## Exercise brief
Retype the data below in full, keeping every character as it is.

Phrase grounding data

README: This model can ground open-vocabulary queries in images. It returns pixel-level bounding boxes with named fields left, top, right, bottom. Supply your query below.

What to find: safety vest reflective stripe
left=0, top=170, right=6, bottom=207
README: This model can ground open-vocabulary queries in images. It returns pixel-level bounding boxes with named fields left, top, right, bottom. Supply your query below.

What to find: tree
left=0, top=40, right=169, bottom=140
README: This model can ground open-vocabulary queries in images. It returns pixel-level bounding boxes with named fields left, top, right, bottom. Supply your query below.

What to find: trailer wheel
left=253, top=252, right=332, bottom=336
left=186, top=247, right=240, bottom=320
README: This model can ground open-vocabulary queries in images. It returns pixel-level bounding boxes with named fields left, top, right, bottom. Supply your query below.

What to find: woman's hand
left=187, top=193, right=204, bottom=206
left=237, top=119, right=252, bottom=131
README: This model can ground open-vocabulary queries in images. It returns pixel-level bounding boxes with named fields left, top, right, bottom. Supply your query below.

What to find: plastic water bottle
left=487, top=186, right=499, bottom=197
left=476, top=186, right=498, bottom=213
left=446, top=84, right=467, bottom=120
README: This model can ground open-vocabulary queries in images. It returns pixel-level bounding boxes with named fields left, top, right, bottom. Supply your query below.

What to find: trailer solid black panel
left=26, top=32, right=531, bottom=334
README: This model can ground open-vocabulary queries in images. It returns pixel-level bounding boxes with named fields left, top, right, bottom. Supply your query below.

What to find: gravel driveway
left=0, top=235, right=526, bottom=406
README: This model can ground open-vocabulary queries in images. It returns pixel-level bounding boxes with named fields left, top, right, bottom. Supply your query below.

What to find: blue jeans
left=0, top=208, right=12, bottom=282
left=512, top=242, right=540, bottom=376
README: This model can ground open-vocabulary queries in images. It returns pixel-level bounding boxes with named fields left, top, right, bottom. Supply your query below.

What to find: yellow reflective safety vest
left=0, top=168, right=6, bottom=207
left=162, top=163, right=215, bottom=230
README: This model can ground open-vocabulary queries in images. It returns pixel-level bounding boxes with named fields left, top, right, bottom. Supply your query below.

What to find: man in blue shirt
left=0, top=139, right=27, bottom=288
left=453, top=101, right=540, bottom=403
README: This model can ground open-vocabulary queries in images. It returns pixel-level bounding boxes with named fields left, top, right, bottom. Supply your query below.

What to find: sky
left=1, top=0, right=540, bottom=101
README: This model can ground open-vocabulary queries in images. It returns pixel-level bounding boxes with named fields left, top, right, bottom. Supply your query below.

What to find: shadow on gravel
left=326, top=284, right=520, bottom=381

## Solution for this task
README: This model can ground open-vocabulary queries in images. It returns pixel-level bounding boxes with named fields left, top, right, bottom. Supply your query below.

What to find: safety vest reflective stripe
left=0, top=170, right=6, bottom=207
README: This model can ground open-vocabulary queries in images. It returns pixel-level bounding boxes with named fields left, top, right, bottom. Supply your query below.

What to find: tree
left=0, top=40, right=169, bottom=140
README: This model can ground open-vocabulary queries in images. It returns pixel-level bounding boxes with named fields left, top, right, bottom. Supply your query below.

What to find: trailer wheel
left=253, top=252, right=332, bottom=336
left=186, top=247, right=240, bottom=320
README: This model can ground open-vocabulary queries in images. It returns pixel-level bounding boxes with named fields left, top, right, bottom. Supply your query below.

What to find: woman's hand
left=187, top=193, right=204, bottom=206
left=237, top=119, right=252, bottom=131
README: This model can ground open-vocabulary queries in images. It returns pixel-level bounding boxes with named fields left, top, right, bottom. Supply your query below.

What to find: plastic water bottle
left=487, top=186, right=499, bottom=197
left=476, top=186, right=498, bottom=213
left=446, top=84, right=467, bottom=120
README: This model can ground open-vocabulary queries in images. It returns pixel-level bounding boxes with named fields left, top, right, bottom. Supply your query below.

What to find: trailer solid black panel
left=26, top=32, right=531, bottom=334
README: This model can ground open-vocabulary queries in images. It returns pixel-level bounding boxes with named fields left, top, right, bottom. Supply your query below.

What to find: gravel driveway
left=0, top=235, right=526, bottom=406
README: This model can ground open-vocabulary queries in images. It returns pixel-level bounding boxes with named fields left, top, right, bottom. Supply your query below.

What to find: blue jeans
left=0, top=208, right=12, bottom=282
left=512, top=242, right=540, bottom=376
README: This model can ground open-vocabulary queries in images. It returns pixel-level bounding boxes with named fields left, top, right, bottom. Supply your query below.

What to find: yellow reflective safety vest
left=0, top=168, right=6, bottom=207
left=162, top=163, right=215, bottom=230
README: This model can ground open-vocabulary queries in images. It returns pixel-level bounding boxes with named fields left, top, right, bottom. Supply your query below.

What to find: man in blue shirt
left=0, top=139, right=27, bottom=288
left=453, top=101, right=540, bottom=403
README: This model can ground open-vocabulary queries in images. It returns pixel-level bounding boxes with named fields left, top, right, bottom. Supply your query below.

What to find: sky
left=1, top=0, right=540, bottom=101
README: This model can ground open-vocabulary queries in images. It returns pixel-level bounding boxes with named fields left, top, right, bottom. Supply your query below.

What to find: shadow on gravel
left=326, top=284, right=520, bottom=381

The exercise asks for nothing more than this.